Written task A
List the usernames of everyone who posted a comment in the comment thread below.

Posted by: Phiwilli | November 28, 2008 5:48 PM
This is the sort of thing Dawkins advocates in Unweaving the Rainbow - science should be inspiration for art. He, however, focuses on poetry.
Posted by: Cath the Canberra Cook | November 28, 2008 6:56 PM
The Sleek Geeks had several interpretive scientific dances.
Sadly none seem to be on YouTube, but you can check them out a little anyway.
http://www.youtube.com/results?search_query=sleek+geeks
Posted by: alex | November 28, 2008 7:38 PM
did this happen last year too? i remember reading about some "dance your phd", in which the winner was an anthropologist (or in some similar field) and illustrated an early hunt while wearing shimmery underpants and cavorting around with a spear.
Posted by: CJ | November 28, 2008 7:54 PM
In my Bio 200 class a couple of years back, our lab director showed us a video of a grad student group who did an interpretive dance on their study of the function of ATP synthase.
http://www.youtube.com/watch?v=BGU-g4IYD7c.
Beats the computer animation hands down.
Posted by: mothwentbad | November 28, 2008 7:57 PM
As someone who studies Buffon needle probability of 2-dimensional partial Cantor sets, I would have to repeatedly subdivide myself into fourths, and I would have to jump into the air spinning and land on the straight and rigid.

Written task B
Tally the lines of the records below that contain the string "rope", treating case as significant, and give only the number.

Recorded data
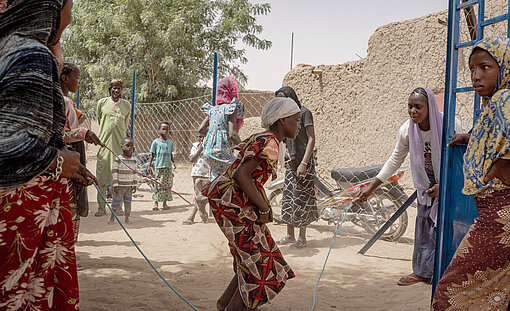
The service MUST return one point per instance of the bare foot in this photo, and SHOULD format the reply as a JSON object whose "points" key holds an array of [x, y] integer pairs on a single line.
{"points": [[286, 240]]}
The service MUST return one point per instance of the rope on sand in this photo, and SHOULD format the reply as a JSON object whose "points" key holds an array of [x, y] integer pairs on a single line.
{"points": [[148, 177], [329, 251], [141, 252]]}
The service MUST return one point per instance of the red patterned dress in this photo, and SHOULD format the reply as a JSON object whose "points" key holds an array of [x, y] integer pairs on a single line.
{"points": [[262, 272], [37, 260]]}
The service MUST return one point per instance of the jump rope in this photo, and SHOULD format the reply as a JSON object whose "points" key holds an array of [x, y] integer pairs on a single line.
{"points": [[156, 270]]}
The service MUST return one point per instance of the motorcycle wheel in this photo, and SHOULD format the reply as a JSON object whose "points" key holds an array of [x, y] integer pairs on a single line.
{"points": [[383, 206], [275, 199]]}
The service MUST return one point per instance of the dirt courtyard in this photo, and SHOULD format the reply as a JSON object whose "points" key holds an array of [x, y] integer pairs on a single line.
{"points": [[195, 260]]}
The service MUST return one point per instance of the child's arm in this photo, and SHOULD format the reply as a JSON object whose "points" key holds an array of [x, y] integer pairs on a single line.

Correct answer A
Phiwilli, Cath the Canberra Cook, alex, CJ, mothwentbad

Correct answer B
2